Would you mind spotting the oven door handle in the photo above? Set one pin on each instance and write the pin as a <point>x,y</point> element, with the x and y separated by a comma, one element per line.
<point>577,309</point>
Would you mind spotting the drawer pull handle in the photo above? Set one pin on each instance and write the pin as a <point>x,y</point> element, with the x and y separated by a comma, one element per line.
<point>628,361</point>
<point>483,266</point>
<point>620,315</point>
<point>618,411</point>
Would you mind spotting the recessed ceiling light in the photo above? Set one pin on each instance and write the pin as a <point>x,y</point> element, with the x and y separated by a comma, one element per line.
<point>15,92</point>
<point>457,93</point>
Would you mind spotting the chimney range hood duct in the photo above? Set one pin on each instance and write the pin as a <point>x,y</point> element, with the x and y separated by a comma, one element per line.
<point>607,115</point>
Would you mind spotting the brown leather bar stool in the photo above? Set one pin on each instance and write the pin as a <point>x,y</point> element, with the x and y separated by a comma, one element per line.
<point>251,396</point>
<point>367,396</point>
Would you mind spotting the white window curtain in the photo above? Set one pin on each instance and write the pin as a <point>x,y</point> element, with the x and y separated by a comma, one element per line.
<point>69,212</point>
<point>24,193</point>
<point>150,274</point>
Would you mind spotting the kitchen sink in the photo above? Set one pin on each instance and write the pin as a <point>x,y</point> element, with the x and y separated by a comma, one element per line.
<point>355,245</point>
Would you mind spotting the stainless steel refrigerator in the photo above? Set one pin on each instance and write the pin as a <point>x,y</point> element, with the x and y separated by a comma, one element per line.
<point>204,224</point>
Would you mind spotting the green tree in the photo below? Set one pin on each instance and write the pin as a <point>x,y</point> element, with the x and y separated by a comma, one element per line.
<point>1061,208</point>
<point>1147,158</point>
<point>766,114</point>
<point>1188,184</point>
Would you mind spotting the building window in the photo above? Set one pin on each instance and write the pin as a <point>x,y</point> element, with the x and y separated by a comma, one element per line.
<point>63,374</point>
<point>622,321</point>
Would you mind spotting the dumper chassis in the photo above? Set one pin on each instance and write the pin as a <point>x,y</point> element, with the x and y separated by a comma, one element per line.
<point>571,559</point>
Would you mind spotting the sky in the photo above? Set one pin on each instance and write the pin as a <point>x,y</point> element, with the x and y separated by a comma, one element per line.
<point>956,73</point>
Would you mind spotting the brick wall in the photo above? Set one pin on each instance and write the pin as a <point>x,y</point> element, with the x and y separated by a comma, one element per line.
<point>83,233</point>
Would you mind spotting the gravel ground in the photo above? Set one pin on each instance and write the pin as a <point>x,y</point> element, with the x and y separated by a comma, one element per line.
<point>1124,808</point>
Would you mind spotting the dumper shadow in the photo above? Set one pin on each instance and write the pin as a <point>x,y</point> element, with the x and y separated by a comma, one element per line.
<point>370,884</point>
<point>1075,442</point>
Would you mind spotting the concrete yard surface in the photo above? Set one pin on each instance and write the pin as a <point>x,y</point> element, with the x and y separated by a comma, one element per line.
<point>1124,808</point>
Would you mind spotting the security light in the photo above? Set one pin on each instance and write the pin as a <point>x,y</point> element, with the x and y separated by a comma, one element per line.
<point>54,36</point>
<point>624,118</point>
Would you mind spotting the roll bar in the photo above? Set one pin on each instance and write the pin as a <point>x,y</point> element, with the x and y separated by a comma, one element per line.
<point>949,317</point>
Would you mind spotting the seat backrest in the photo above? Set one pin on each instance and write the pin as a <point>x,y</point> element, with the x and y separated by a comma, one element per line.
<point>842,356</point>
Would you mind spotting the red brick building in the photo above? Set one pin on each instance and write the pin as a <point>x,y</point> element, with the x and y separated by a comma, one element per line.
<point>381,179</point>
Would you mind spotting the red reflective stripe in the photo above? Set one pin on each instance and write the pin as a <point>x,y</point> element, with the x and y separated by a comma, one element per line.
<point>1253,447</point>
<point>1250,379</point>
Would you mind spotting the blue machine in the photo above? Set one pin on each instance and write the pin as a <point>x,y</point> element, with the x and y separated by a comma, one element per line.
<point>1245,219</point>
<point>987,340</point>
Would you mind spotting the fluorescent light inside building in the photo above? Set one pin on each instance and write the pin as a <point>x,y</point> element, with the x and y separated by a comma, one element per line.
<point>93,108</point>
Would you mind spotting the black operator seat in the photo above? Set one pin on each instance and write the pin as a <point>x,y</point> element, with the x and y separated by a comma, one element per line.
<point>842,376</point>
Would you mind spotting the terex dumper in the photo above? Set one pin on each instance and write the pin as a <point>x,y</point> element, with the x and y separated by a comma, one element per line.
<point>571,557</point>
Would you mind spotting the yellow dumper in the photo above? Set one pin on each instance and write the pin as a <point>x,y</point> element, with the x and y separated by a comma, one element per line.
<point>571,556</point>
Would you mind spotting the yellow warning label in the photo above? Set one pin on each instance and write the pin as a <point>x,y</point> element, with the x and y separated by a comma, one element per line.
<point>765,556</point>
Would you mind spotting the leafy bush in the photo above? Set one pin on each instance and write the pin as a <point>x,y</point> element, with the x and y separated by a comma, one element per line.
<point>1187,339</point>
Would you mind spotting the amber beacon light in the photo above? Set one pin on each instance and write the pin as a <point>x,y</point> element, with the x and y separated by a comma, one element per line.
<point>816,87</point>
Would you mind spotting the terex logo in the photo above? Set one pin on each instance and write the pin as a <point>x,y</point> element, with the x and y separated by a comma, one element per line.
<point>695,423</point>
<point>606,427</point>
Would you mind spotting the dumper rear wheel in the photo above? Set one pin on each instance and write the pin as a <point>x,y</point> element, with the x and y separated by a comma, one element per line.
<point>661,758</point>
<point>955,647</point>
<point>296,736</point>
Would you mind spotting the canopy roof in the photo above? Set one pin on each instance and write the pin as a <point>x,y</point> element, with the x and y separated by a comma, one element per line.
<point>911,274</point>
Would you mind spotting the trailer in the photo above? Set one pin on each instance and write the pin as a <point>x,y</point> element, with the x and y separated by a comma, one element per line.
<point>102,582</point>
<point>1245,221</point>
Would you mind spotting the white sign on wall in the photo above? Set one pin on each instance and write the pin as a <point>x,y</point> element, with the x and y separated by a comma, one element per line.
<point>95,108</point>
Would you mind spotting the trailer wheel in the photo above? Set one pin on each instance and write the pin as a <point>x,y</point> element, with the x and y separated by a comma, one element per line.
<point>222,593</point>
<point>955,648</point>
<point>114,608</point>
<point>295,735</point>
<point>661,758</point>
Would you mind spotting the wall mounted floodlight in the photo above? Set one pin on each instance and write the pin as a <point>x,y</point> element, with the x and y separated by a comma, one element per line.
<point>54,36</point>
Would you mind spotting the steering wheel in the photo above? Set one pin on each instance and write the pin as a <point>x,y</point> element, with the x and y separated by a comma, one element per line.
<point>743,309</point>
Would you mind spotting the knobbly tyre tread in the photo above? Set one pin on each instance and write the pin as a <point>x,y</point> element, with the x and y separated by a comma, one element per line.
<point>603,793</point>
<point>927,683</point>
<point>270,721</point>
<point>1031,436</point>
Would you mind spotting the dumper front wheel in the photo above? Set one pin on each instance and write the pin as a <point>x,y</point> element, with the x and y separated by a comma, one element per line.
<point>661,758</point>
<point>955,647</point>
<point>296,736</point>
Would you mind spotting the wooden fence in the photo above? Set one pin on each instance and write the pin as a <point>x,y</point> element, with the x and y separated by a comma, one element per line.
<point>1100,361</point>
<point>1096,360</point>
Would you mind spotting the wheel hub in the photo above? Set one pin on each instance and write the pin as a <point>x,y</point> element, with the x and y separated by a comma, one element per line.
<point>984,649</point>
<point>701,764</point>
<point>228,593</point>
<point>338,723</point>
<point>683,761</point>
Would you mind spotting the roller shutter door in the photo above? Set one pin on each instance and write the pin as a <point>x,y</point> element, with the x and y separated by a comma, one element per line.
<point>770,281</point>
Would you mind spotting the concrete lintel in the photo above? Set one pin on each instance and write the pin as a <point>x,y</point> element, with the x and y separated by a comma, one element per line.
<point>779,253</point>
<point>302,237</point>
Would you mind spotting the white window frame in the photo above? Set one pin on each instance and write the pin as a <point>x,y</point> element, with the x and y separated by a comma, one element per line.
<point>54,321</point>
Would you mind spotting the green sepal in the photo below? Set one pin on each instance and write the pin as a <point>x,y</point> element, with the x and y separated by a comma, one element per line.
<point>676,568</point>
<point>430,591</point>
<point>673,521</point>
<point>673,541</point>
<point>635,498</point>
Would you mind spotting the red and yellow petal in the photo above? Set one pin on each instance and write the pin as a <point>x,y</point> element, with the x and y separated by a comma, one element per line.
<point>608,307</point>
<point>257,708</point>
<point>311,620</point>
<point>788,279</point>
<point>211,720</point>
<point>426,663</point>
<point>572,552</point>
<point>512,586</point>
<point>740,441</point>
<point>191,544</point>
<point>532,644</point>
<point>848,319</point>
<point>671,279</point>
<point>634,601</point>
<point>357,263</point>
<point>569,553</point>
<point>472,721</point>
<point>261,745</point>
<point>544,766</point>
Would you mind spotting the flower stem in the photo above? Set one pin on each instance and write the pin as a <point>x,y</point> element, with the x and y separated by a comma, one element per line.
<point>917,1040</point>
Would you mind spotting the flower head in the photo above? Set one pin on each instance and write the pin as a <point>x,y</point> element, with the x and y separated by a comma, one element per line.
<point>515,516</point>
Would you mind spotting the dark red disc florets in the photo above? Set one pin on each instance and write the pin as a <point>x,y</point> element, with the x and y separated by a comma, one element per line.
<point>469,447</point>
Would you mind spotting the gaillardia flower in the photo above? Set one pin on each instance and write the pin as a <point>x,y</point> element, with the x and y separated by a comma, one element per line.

----

Goal
Set down the lines in the records above exactly, from the line with "Would you mind spotting the building" up to and including the line with "<point>622,321</point>".

Result below
Would you mind spotting the building window in the photo above? Set one pin on each instance and write the pin as a <point>x,y</point> element, with the x and y separated by a comma, one element per line.
<point>63,374</point>
<point>622,321</point>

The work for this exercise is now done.